#### [What you need to do]
Starting at the line below that contains "Q: For each instance of the rocky ground", print each line through the end of the records exactly as it appears.
··· Excerpted records ···
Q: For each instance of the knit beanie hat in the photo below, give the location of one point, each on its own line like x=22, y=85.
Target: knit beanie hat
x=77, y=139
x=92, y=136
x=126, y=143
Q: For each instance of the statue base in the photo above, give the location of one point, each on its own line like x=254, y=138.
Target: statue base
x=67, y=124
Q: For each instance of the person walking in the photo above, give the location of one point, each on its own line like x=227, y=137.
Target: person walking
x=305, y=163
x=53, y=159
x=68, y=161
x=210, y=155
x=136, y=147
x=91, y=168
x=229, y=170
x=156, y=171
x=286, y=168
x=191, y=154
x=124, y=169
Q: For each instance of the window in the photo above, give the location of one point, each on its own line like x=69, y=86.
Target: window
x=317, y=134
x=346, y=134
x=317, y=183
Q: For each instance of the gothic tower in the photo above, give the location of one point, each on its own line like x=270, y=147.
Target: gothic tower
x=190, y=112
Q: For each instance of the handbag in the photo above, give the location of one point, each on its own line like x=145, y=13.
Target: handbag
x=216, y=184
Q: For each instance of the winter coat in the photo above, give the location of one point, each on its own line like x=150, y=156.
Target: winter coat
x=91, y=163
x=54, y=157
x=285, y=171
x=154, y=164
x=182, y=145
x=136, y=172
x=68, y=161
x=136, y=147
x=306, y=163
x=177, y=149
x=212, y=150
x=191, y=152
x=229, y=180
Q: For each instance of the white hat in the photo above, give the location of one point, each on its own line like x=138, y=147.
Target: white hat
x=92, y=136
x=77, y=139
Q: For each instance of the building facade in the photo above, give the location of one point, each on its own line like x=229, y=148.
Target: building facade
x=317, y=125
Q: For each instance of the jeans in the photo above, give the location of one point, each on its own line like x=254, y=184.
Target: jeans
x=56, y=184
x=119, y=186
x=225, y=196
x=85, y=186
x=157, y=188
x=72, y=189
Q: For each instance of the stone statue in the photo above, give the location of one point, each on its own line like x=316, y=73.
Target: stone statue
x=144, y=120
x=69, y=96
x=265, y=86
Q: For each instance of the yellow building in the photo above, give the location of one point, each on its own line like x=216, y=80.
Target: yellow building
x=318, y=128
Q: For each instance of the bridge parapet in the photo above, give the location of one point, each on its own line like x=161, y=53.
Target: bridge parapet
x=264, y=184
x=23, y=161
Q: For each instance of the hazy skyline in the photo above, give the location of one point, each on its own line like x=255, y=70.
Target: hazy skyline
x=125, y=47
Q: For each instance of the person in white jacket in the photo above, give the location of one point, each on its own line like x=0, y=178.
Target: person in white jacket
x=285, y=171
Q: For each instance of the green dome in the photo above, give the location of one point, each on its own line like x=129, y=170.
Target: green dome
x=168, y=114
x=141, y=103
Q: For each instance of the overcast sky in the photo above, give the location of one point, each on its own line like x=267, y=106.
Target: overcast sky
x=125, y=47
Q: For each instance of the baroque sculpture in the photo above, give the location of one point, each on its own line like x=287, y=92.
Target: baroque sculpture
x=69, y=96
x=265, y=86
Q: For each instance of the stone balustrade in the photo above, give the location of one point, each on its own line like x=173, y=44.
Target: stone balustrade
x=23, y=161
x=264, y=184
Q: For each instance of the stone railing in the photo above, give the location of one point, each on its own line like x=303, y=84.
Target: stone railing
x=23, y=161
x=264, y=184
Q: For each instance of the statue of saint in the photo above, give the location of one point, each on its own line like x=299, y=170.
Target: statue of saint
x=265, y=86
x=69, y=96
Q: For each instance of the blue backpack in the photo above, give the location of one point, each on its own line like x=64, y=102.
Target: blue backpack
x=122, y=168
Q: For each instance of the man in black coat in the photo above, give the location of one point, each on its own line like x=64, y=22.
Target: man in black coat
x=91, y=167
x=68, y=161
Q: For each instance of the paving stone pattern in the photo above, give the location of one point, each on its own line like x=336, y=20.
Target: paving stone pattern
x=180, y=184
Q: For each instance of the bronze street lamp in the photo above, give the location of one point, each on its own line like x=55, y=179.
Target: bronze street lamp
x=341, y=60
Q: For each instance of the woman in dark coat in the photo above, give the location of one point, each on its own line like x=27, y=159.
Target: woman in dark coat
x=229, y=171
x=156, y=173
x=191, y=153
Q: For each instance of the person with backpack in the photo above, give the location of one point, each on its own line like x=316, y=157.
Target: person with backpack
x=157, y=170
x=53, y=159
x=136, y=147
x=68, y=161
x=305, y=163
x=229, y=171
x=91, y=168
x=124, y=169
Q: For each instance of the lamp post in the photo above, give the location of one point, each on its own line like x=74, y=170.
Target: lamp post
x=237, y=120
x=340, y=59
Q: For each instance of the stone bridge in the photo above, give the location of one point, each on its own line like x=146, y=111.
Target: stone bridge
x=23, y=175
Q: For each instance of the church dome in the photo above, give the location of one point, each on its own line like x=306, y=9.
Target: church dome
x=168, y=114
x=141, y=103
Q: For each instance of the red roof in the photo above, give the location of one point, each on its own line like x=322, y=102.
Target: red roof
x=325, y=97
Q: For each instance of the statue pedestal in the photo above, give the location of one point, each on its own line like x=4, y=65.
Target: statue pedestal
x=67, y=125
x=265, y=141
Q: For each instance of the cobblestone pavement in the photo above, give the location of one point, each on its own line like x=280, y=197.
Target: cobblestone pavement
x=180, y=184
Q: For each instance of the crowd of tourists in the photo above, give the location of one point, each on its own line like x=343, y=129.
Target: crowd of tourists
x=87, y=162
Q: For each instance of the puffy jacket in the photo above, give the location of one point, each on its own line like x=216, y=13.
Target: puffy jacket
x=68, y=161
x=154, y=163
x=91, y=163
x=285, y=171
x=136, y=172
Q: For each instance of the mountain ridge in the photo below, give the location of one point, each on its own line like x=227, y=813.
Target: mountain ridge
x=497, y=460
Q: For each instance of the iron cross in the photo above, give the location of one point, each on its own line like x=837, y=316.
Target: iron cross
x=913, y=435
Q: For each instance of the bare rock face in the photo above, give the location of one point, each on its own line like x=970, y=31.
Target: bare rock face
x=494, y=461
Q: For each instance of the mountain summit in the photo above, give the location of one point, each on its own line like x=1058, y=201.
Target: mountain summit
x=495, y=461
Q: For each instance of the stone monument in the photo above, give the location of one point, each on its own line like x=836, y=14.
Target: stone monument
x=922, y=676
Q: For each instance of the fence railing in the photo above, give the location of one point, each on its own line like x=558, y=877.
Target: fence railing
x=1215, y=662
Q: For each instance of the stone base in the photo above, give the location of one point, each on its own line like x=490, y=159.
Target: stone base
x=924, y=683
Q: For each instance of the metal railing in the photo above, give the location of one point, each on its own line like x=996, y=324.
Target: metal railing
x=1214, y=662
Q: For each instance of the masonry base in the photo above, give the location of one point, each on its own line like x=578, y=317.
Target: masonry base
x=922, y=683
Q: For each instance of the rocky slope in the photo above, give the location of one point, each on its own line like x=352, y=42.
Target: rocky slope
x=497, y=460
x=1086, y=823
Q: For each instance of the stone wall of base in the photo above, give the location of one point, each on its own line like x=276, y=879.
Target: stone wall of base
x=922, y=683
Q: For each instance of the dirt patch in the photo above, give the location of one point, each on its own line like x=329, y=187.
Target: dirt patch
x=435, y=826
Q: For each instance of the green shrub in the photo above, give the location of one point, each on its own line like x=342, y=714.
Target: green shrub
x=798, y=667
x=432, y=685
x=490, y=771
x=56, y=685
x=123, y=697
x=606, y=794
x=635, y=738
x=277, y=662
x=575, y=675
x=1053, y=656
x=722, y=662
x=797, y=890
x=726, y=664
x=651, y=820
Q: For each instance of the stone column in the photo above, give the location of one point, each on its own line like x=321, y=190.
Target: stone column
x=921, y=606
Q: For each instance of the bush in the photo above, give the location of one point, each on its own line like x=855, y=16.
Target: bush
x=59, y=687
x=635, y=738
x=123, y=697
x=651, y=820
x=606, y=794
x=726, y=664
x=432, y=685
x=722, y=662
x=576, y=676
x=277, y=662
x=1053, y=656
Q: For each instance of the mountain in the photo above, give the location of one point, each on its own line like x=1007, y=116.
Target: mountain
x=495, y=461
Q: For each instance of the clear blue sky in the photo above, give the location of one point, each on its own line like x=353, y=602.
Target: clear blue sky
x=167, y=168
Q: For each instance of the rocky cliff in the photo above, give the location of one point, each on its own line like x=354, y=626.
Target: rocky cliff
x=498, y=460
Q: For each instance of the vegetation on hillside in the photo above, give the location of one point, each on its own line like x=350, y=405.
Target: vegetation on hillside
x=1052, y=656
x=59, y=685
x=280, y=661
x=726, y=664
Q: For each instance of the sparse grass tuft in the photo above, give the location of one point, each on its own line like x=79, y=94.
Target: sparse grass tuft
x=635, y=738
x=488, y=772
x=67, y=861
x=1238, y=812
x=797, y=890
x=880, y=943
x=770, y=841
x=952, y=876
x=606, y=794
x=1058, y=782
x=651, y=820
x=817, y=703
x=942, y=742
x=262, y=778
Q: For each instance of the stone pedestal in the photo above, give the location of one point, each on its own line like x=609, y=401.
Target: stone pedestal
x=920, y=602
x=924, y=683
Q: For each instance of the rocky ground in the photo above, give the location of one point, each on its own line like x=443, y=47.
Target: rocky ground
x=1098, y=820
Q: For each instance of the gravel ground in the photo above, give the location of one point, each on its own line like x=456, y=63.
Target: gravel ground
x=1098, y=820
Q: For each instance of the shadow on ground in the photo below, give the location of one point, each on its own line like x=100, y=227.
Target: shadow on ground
···
#### [Task result]
Q: For each instance of the rocky ground in the photo above, give the location of one point, each on its own line like x=443, y=47.
Target: rocky ground
x=1098, y=820
Q: For each instance of the gravel ground in the photo above, give the location of one point, each on its own line like x=456, y=63.
Target: gravel ground
x=1098, y=820
Q: For each instance of the shadow on ground in the photo below, give the location of one point, each on its own line like x=100, y=227.
Target: shadow on ground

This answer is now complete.